(Region pointing data)
────────────────────
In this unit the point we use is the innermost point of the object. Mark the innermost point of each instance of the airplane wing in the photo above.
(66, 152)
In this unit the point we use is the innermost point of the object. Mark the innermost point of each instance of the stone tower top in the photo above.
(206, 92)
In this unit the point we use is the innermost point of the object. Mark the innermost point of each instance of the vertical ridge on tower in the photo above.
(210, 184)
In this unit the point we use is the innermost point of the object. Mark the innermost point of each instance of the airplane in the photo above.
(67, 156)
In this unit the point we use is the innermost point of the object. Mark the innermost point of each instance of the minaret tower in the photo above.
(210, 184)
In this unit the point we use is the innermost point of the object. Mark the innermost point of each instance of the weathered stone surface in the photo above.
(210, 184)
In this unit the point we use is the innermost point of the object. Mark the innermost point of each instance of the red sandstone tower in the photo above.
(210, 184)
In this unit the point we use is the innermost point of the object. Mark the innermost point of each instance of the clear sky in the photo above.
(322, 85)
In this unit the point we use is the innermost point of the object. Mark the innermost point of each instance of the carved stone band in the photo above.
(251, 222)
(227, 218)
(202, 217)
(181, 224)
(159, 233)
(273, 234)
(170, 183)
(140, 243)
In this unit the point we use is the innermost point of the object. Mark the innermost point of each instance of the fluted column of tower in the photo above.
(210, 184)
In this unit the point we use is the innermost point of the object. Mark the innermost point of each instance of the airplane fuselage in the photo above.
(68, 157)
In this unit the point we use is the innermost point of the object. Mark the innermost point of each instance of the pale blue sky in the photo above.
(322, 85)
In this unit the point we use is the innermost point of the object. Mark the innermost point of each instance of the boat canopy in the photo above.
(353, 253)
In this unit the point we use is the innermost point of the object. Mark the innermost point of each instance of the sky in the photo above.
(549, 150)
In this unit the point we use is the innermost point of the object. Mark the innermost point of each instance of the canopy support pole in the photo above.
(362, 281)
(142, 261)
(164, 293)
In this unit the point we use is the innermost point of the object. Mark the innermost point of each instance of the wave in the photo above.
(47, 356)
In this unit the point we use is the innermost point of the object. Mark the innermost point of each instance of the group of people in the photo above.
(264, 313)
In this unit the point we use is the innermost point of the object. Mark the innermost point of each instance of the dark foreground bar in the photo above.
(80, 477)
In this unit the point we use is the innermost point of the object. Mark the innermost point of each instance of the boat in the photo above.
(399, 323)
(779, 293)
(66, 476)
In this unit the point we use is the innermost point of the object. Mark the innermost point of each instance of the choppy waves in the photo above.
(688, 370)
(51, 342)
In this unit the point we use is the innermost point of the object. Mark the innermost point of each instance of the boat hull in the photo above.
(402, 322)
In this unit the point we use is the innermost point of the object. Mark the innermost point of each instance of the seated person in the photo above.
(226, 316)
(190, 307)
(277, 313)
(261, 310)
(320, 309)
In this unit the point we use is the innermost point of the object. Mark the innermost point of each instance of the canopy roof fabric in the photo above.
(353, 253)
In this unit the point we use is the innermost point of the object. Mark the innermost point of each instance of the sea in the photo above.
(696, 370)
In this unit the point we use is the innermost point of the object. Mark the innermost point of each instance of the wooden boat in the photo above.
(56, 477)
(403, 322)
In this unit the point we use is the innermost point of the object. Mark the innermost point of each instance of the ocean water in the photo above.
────────────────────
Look above for the line containing "bar in the photo above.", then please write out that line and each one after it through the end, exactly, with nothing else.

§ Solution to this exercise:
In this unit the point we use is the innermost point of the object. Mark the innermost point of each instance of the dark foreground bar in the photo above.
(80, 477)
In this unit the point we use is the innermost point of the object. Mark the innermost point of each instance of the boat in the photo above.
(399, 323)
(779, 293)
(66, 476)
In this unit the point we use is the innermost point of the object. Mark the innermost point of each instance of the choppy waves in the photo above.
(688, 370)
(51, 342)
In this unit the point we use is the innermost point of the object. Mark the innermost point of each instance of the boat hull in the photo above.
(402, 322)
In this unit the point we use is the innermost point of the object. Mark the innermost point of each instance of the seated person in the photo above.
(226, 316)
(190, 307)
(277, 313)
(261, 310)
(320, 309)
In this unit the point we use is the innermost point of the object. Mark the innermost point of each instance of the canopy roof fabric in the photo above.
(353, 253)
In this unit the point we use is the innermost point of the object. Mark the innermost point of each instance of the sea in the photo above.
(696, 370)
In this unit the point we use is the innermost point of the object. Mark the innermost point of each instance of the wooden boat in the photo above.
(56, 477)
(403, 322)
In this unit the point we use is the innermost point of the object. Mark the innermost point of each instance of the ocean water in the photo above.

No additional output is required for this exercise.